Reproduce the records from the start through the line containing "[(460, 36), (718, 367)]", including that line and every request, and shift each coordinate in the answers by adding 130 to it.

::::

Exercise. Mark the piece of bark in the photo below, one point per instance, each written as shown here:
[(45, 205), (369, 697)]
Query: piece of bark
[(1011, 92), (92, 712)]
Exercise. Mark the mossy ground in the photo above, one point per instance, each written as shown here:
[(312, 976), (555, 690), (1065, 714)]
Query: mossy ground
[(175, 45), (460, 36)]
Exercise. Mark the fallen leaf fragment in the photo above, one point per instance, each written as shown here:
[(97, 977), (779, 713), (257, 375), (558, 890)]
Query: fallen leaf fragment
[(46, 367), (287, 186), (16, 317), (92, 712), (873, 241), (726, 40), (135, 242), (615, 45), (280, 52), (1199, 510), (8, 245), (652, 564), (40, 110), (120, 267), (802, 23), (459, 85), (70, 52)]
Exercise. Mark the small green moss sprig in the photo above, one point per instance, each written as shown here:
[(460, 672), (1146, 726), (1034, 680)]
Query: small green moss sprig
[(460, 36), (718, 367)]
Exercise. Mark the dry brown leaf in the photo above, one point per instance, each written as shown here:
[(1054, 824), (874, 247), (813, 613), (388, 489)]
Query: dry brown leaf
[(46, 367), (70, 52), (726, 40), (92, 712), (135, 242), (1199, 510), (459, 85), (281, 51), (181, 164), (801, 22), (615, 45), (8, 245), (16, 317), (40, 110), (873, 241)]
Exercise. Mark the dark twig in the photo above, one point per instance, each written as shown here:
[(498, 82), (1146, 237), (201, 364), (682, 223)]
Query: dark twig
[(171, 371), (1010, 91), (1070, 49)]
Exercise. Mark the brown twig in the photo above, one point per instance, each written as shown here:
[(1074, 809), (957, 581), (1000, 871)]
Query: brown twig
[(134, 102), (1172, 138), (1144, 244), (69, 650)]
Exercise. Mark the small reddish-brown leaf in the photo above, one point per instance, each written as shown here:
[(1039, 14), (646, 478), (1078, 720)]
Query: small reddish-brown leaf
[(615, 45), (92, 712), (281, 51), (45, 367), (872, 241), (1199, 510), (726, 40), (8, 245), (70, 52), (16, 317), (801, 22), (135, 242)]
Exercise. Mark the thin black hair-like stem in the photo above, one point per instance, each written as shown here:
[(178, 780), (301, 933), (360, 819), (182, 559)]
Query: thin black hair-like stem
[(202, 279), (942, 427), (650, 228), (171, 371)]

::::

▶ THE RESULT
Exercise. Mark the piece of bark in the photo below, one point per instance, each written as shown here:
[(45, 205), (369, 697)]
Query: piece of bark
[(1141, 222), (222, 842)]
Exercise. Mark the mossy ground in the photo above, one point per instance, each written as shown here:
[(312, 976), (555, 690), (1065, 714)]
Query: mossy ground
[(305, 175), (590, 166)]
Exercise. Mark the fallen leaf fragment in the photo above, one point per instance, each written as shown here:
[(97, 977), (779, 713), (257, 375), (558, 890)]
Query: fallen leaf fragment
[(176, 497), (417, 316), (146, 447), (222, 842), (1003, 371), (856, 170), (265, 372), (745, 175), (410, 182), (1329, 640), (138, 375), (782, 694), (170, 240), (250, 397), (932, 153), (589, 215), (200, 182)]
Exercise. Mark the small green moss sprig in the photo above, one point per instance, each written as shown here:
[(460, 672), (1146, 726), (1034, 680)]
Query: small green moss sprig
[(590, 166), (848, 497)]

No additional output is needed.